## Passage given
Start

It was hoped that those deaths marked a tragic turning point and they did, to a degree. In 2005, First Night centers opened in women’s prisons, the first, poignantly in Styal. The centers operate mental health assessment programs and detoxification units, aimed at better identifying women at risk when they arrive.
Then, as now, the particular problems facing women in prison were well known. Many female prisoners have been sexually or physically abused as children, and experienced domestic violence as adults. Around a third were in care as children.
Many female prisoners are mothers and primary carers. Every year, around 18,000 children are affected by their mother being sent to jail. As women are usually the main caregiver, many end up in care. We can only guess how much that adds to the anguish of mothers behind bars. When the First Night center at Styal opened soon after Mothers’ Day the then governor said that 41 women had tried to kill themselves in his jail on that day.

End

## Your goal
Carry on the passage about women in prison, picking up right after its final sentence.

Annotated coordinate records:

Start

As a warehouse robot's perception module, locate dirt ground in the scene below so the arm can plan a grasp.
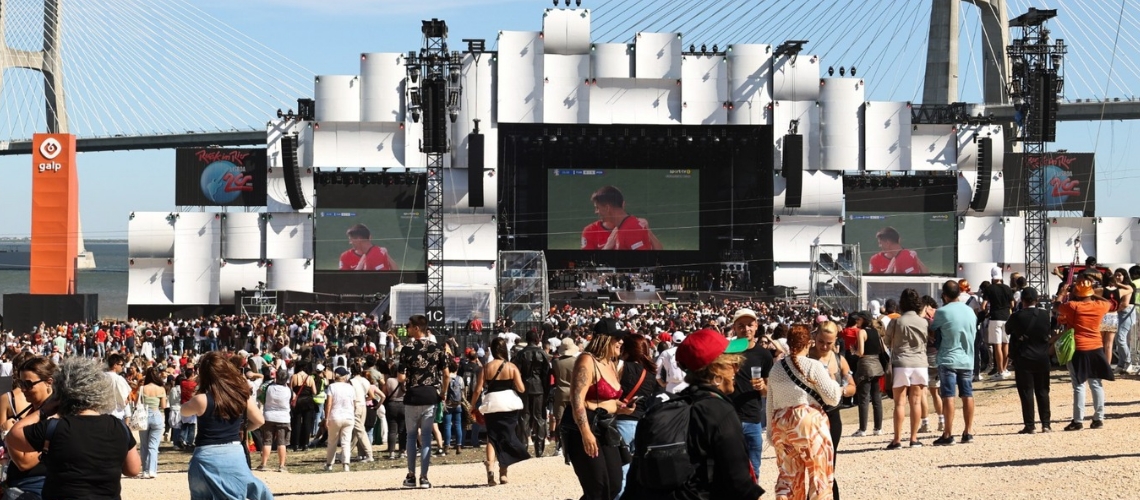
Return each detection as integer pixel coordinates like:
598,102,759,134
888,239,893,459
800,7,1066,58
122,371,1140,500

End

## The response
In 2006, the government commissioned Baroness Jean Corston to carry out a review of vulnerable women in the Criminal Justice system. Her report made 43 recommendations and all bar two were accepted by the then labor government. Prison sentences should be reserved only for “serious or violent female offenders” she argued and women’s jails should be replaced, over time, by “geographically dispersed small multi-functional custodial units” which would help with mental health problems, addictions, housing and employment. This would help keep families together.
Eric Allison, writing in The Guardian, said:
Although the government rejected her advice to scrap large women’s jails, for a time, it appeared as though things were improving. The death toll dropped, with the next decade averaging three self-inflicted deaths a year. But these latest figures show the system lurching back towards the death tolls we hoped Corston’s legacy had left behind for good.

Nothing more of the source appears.